*** Extract to read ***

What does this all mean? A key principle of Obamacare is the idea that all insurance meet some kind of minimum standards. Under the Senate bill, states could design their own health insurance markets with almost no minimum standards—if they so chose. A state could plus up subsidies for older Americans at the expense of the young, or allow insurers to sell plans that don’t contain coverage for maternity care or prescription drugs. They could also entirely eliminate the exchanges where consumers compare insurance plans, an important design choice that conservatives argue would make it easier to shop for insurance.
They could even undermine protections for people with pre-existing conditions. Section 1332 waivers don’t technically allow states to alter those protections, but states could allow insurers to sell plans that don’t cover certain conditions—or that contain sky-high limits on out-of-pocket expenses. People with pre-existing conditions may technically be offered insurance with affordable premiums, but the insurance could cover so little of their needs as to be effectively useless.
So what’s the point of the waivers? Republicans have argued that the Obamacare requirements are too stiff, forcing insurers to cover an expansive array of benefits that keep premiums high. Enabling states to allow slimmed-down packages of benefits would likely lower those premiums. That could bring more young and healthy people into the market, providing some stability. They argue that the worst-case scenarios envisioned by Democrats won’t come to pass–that states won’t simply eliminate all consumer regulations and leave their constituents with useless insurance.
“There’s a lot resistance to doing that at the state level, just as there is at the national level,” said James Capretta, a health care expert at the American Enterprise Institute, about rolling back consumer protections. “I’m skeptical that there will be wholesale movement away and states would do completely irresponsible things.”
Democrats respond that it leaves too much power in the hands of states, and that original waiver program appropriately balances state flexibility with minimum national insurance standards. The expanded waivers in the GOP bill, they warn, could leave many Americans with coverage-in-name-only—a cancer patient who cannot find insurance that covers radiation treatment or a pregnant woman without maternity coverage.

***

= Assignment 1 =
Transcribe the part of the passage on state health insurance waivers that opens with the words containing "What does this" and closes with "shop for insurance.".
= Assignment 2 =
List every specific kind of medical coverage that the passage on state health insurance waivers names as something a plan might not include.
= Assignment 3 =
According to the passage on state health insurance waivers, what position does James Capretta hold?
The material that follows the passage is not needed to complete the work here.

*** Dataset section ***

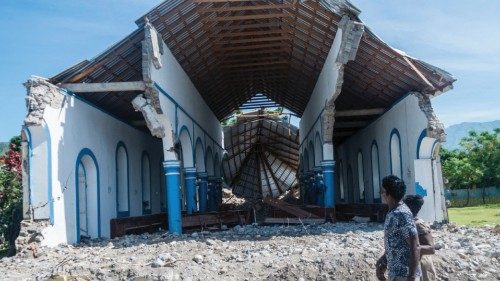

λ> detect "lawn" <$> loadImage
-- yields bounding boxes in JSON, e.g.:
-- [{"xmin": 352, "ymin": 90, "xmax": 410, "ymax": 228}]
[{"xmin": 448, "ymin": 203, "xmax": 500, "ymax": 226}]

***

= Response 1 =
What does this all mean? A key principle of Obamacare is the idea that all insurance meet some kind of minimum standards. Under the Senate bill, states could design their own health insurance markets with almost no minimum standards—if they so chose. A state could plus up subsidies for older Americans at the expense of the young, or allow insurers to sell plans that don’t contain coverage for maternity care or prescription drugs. They could also entirely eliminate the exchanges where consumers compare insurance plans, an important design choice that conservatives argue would make it easier to shop for insurance.

= Response 2 =
maternity care, prescription drugs, radiation treatment

= Response 3 =
He is a health care expert at the American Enterprise Institute.